Object pointing dataset rows
--------
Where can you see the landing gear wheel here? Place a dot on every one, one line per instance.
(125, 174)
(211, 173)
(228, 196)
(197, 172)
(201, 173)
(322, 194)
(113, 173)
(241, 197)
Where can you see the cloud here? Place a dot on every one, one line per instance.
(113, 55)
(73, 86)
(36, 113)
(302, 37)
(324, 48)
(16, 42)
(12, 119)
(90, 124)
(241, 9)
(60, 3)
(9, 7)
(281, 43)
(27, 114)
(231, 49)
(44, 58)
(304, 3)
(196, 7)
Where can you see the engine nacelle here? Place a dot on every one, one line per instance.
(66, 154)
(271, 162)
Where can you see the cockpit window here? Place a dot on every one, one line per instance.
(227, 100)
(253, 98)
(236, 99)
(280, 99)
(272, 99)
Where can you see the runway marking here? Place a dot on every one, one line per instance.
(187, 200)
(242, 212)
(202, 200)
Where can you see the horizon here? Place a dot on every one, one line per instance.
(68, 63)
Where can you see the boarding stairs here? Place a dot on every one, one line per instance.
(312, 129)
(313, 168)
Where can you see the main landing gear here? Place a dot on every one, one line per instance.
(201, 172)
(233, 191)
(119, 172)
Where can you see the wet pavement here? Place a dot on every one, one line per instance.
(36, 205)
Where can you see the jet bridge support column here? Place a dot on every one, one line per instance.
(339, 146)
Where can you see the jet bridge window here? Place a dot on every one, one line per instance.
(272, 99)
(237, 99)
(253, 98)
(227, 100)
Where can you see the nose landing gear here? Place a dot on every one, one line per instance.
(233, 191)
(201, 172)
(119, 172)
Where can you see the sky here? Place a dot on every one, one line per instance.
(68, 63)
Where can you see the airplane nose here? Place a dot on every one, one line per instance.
--------
Replace "landing gear" with "undercarriage" in the data from the line containing "Where can you see the boarding" up to and including the last line of the data. Write out only those lines, with everything else left unchanged.

Complete answer
Where can you see the boarding stairs here? Place a dot on every one, one line per instance.
(312, 129)
(313, 168)
Where can you see the main undercarriage here? Place a dot on every one, one line per instance.
(201, 172)
(233, 191)
(119, 172)
Where can you see the wet pavement here? Place a dot on every one, one line per instance.
(36, 205)
Where can you see the jet bridge support column here? Place a dot on every one, one line per instance.
(339, 146)
Where can you see the jet bridge window here? Place a dot on every one, one line per instance.
(272, 99)
(237, 99)
(253, 98)
(227, 100)
Where can you see the nose undercarriage here? Place a dot on every one, one line per instance.
(233, 191)
(201, 172)
(119, 172)
Where can you see the sky here? Place a dot on every one, one line per instance.
(68, 63)
Where can you see the airplane nose here? Place a dot on every one, one line per instance.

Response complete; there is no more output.